• OBJECTIVE: Set down the records once more, please, exactly and with the pictures left out.

• SUPPLIED DATA:
┏━━

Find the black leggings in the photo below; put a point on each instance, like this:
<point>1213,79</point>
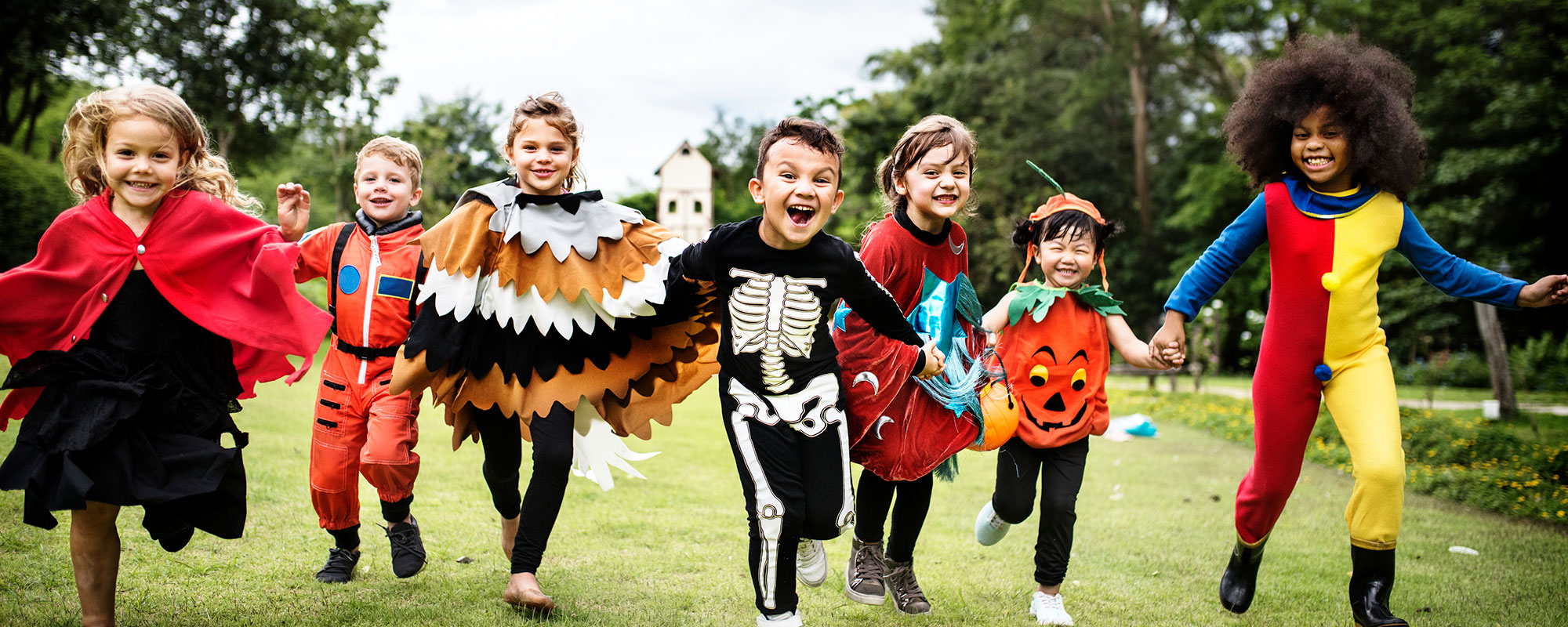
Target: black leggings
<point>873,501</point>
<point>553,463</point>
<point>1017,466</point>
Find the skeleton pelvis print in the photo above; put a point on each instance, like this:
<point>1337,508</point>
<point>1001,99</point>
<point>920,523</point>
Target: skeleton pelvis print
<point>775,316</point>
<point>810,411</point>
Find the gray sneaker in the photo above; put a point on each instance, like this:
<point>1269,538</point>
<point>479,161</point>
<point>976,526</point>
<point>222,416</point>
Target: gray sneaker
<point>906,592</point>
<point>863,578</point>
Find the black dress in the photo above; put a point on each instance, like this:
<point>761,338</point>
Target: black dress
<point>134,416</point>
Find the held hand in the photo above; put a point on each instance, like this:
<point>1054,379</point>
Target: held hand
<point>1547,292</point>
<point>1171,342</point>
<point>294,211</point>
<point>934,361</point>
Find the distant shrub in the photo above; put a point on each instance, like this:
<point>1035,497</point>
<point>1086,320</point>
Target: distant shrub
<point>1453,455</point>
<point>32,195</point>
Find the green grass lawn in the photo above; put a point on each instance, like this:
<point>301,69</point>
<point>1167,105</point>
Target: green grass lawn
<point>1406,391</point>
<point>1153,534</point>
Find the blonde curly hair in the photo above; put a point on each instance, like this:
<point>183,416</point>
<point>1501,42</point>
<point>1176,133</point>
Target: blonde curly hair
<point>87,131</point>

┗━━

• TASK RESULT:
Find the black leggings in the photo below; put a point on each instance, like this:
<point>1213,79</point>
Target: black leggings
<point>873,501</point>
<point>553,463</point>
<point>1017,466</point>
Find the skeleton pelvis print in the photo above; put a point on each instance, like this:
<point>1337,508</point>
<point>1001,99</point>
<point>920,523</point>
Target: skeleton pelvis print
<point>775,316</point>
<point>810,411</point>
Find the gray sneaker in the photo above; put a point on each instance, like this:
<point>1269,538</point>
<point>479,161</point>
<point>976,526</point>
<point>222,416</point>
Target: gray sneaker
<point>906,592</point>
<point>863,578</point>
Find the black dress in the photo above; put a point on each instance, like this:
<point>761,338</point>
Target: black dress
<point>134,416</point>
Find the held hand in the photo above; put a point on each instance, like this:
<point>1054,379</point>
Target: held hand
<point>1547,292</point>
<point>1171,342</point>
<point>294,211</point>
<point>934,361</point>
Find the distant shrub in the photo above; put a point on each instance, like this:
<point>1035,497</point>
<point>1086,320</point>
Target: distant shrub
<point>1453,455</point>
<point>32,195</point>
Find the green grass lawn in the photo above; put a point on each instance, like this:
<point>301,69</point>
<point>1167,105</point>
Target: green grass lawn
<point>1406,391</point>
<point>1153,534</point>
Find the blonde curly hair in the photo above; put a point on each instance, like this:
<point>183,416</point>
<point>1501,42</point>
<point>1176,133</point>
Target: blonde curly hair
<point>87,131</point>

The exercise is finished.